▶ _Exercice écrit_:
Répondez aux questions suivantes à l'aide du texte sur Sartre et l'art.
1. À quelle date la séance de l'atelier a-t-elle eu lieu ?
2. Combien d'heures par jour, au minimum, Sartre écrivait-il ?
3. À quelle période l'art contemporain est-il apparu ?

▶ _Extrait fourni_:
Du rôle esthétique de l’analogon dans l’art moderne selon Sartre (Sophie Astier-Vezon)

Atelier « L’art et les beaux-arts » 2020-2021,
animé par Jacques Doly et Jean-Michel Muglioni 

Samedi 22 mai 2021, 10h-12h30, visioconférence. Sophie Astier-Vezon, docteur en philosophie, professeur en classe préparatoire aux grandes écoles au lycée Blaise Pascal de Clermont-Ferrand :

Du rôle esthétique de l’analogon dans l’art moderne selon Sartre

Présentation

Il me semblait intéressant de décrire la relation ambivalente entre un homme quasi aveugle, qui voulait à la fois être Spinoza et Stendhal, qui écrivait compulsivement au moins six heures par jour, et le monde de l’art, en particulier celui de la peinture, qui est essentiellement un monde d’objets ou d’images. Si l’on définit l’œuvre d’art comme la création d’un objet qui dédouble le monde pour questionner son sens et la projection matérielle du regard individuel que l’on porte sur lui pour en dégager le sens ou la beauté, on peut alors se poser une double question. On peut se demander si Sartre appréciait le monde des œuvres d’art autant qu’il vénérait celui des mots. Il n’y a pas nécessairement contradiction entre les deux puisque le langage et l’art sont deux modes d’appréhension du réel et fonctionnent comme des signes à travers lesquels nous visons des objets absents ou inexistants. Mais dans ce cas, l’art nous permet-il de voir au-delà du monde, de nous en arracher, ou bien possède-t-il en lui-même son propre sens, toujours déjà engagé dans la matière du monde ? À quel type de langage et de représentation conduit l’art, aux yeux de Sartre ?

On peut également se demander comment Sartre se positionnait face à l’art de son époque, sachant que l’on peut définir : 1) l’art moderne, né dans la seconde moitié du XIXe siècle, comme un mouvement qui met en avant l’expression d’une subjectivité singulière, délaissant le beau académique, le diktat du modèle ou le respect des thèmes imposés, cherchant uniquement à exprimer la signification que le réel a prise pour l’artiste, lequel cherche par la même occasion à devenir indépendant de la société, au point d’être « maudit » par elle ; et 2) l’art contemporain, apparu dans la seconde moitié du XXe siècle, comme une démarche artistique qui consiste à questionner les règles et les limites de l’art, comme une réflexion philosophique sur l’art, pratiquée par l’art lui-même. Quelle relation Sartre entretient-il avec ces mouvements artistiques, lui qui, après la guerre, met en place un cercle d’artistes existentialistes (succédant à Breton et accueillant des surréalistes dissidents) et réserve une rubrique à l’art dans Les Temps modernes ?

▶ _Matériel fourni_:
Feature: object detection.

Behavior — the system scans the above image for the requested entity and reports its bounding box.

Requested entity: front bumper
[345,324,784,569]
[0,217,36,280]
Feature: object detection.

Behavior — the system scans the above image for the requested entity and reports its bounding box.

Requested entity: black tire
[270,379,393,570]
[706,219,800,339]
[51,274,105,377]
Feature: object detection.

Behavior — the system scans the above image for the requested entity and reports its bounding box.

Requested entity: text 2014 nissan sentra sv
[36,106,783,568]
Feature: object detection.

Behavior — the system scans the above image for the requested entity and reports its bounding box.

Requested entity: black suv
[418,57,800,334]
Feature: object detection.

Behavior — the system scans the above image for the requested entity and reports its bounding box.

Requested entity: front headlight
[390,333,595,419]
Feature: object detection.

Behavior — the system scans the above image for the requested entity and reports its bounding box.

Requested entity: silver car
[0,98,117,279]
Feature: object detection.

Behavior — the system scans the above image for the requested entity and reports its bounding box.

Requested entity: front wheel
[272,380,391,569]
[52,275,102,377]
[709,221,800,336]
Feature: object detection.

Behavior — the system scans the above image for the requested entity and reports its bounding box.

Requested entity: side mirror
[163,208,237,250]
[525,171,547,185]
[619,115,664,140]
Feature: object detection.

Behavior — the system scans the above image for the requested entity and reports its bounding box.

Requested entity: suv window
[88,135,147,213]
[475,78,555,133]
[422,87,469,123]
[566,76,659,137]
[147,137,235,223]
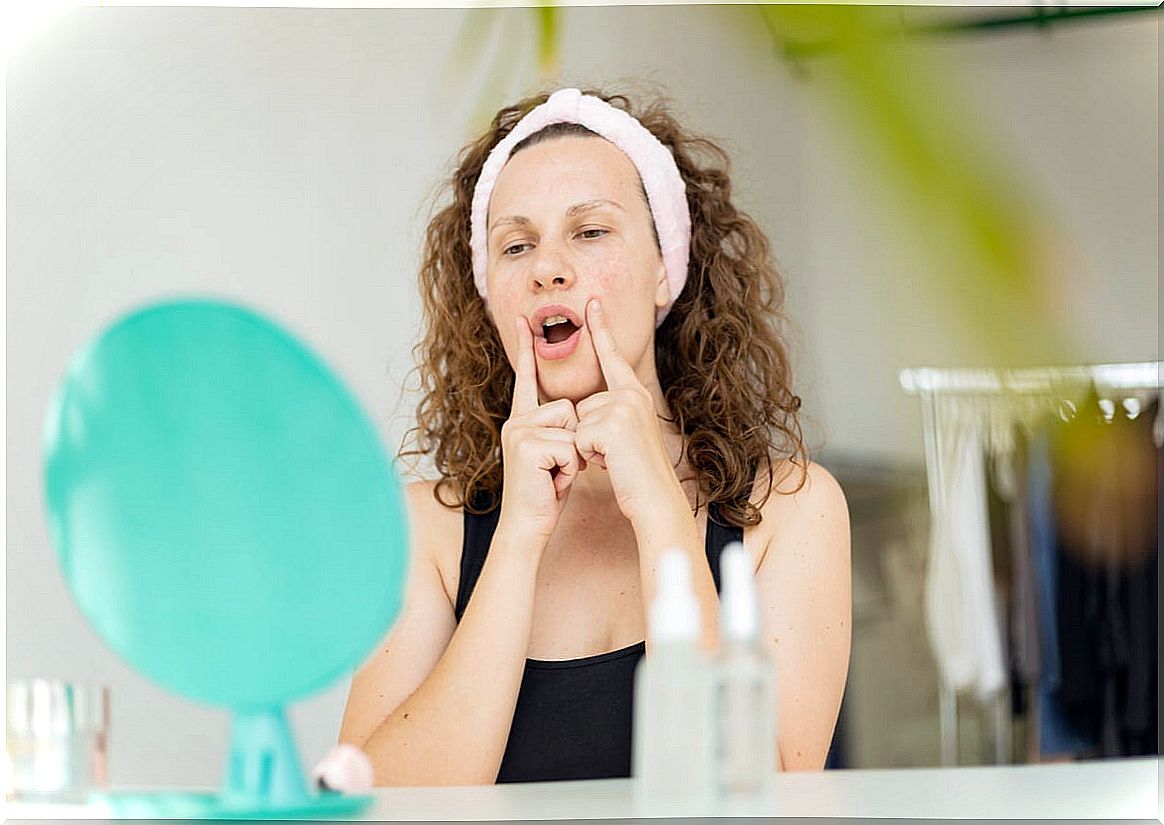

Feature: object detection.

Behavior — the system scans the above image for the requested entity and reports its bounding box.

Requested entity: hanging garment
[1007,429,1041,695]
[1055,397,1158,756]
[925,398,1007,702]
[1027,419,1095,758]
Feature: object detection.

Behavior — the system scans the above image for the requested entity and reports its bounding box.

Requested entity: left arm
==
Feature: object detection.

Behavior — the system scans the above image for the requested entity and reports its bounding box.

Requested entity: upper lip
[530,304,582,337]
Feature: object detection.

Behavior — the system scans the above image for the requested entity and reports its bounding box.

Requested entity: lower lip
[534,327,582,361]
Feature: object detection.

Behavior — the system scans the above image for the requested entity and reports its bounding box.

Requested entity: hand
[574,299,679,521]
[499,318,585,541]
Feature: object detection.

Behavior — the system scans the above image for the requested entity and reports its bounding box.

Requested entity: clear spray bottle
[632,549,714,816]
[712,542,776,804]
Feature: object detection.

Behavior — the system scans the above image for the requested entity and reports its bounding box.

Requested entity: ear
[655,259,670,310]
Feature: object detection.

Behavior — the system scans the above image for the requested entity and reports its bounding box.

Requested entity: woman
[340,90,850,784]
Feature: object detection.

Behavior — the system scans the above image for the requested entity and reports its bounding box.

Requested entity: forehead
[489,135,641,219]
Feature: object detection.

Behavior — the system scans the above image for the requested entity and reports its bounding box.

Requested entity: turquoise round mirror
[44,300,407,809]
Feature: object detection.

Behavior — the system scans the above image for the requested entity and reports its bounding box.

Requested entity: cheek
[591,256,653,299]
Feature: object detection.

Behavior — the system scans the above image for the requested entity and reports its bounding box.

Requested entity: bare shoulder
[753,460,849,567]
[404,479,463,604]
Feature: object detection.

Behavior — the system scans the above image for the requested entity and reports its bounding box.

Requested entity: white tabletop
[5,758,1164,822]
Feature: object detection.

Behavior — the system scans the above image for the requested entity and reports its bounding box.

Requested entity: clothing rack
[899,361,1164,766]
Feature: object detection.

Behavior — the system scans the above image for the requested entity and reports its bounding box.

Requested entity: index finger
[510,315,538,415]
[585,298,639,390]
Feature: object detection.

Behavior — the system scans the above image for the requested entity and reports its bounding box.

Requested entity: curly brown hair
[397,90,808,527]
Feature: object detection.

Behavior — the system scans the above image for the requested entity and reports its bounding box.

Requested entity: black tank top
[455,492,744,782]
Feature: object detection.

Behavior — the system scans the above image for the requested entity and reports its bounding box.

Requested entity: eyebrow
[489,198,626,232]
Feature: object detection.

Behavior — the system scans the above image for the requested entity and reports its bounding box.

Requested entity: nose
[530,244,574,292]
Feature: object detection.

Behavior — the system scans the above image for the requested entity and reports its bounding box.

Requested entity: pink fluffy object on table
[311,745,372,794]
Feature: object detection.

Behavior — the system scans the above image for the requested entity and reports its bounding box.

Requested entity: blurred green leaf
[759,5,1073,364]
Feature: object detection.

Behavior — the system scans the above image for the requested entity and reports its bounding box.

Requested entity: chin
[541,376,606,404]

▶ _Réponse écrite_:
1. Le samedi 22 mai 2021.
2. Au moins six heures par jour.
3. Dans la seconde moitié du XXe siècle.